§ GOAL:
In the lines below, swap every "Target" for "Label" and leave all other text unchanged.

§ Coordinate annotation records:

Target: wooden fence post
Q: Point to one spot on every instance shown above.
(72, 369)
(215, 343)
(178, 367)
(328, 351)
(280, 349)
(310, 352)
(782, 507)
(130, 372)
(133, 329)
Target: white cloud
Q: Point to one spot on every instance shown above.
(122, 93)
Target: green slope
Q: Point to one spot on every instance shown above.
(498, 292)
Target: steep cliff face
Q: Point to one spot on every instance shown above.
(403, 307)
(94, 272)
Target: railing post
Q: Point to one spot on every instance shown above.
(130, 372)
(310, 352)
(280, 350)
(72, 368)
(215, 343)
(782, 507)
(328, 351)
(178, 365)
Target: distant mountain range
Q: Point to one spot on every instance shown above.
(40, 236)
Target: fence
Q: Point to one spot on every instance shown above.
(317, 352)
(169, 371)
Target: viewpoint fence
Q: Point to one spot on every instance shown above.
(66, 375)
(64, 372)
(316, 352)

§ WRITTEN SOLUTION:
Label: wooden fence post
Q: Point to one spot on every instance shown above.
(72, 369)
(215, 343)
(178, 367)
(328, 351)
(280, 349)
(310, 352)
(782, 507)
(130, 372)
(133, 329)
Label: white cloud
Q: Point to one spot on every instance shown above.
(122, 93)
Label: green slope
Q: Point to one spot on every instance shown above.
(498, 292)
Label: steep cliff face
Q: Point to one spot on every instance shown above.
(403, 307)
(94, 272)
Label: railing post
Q: Point to one spot on every instance shown above.
(130, 372)
(310, 352)
(280, 350)
(72, 368)
(215, 343)
(782, 507)
(328, 351)
(178, 365)
Label: distant mountain range
Q: Point to one spot on every instance shown above.
(40, 236)
Label: fence
Q: Point to one spot on every instance shown above.
(317, 352)
(169, 371)
Label: viewpoint fence
Q: Point to one spot on every instance shown above.
(66, 375)
(64, 372)
(316, 352)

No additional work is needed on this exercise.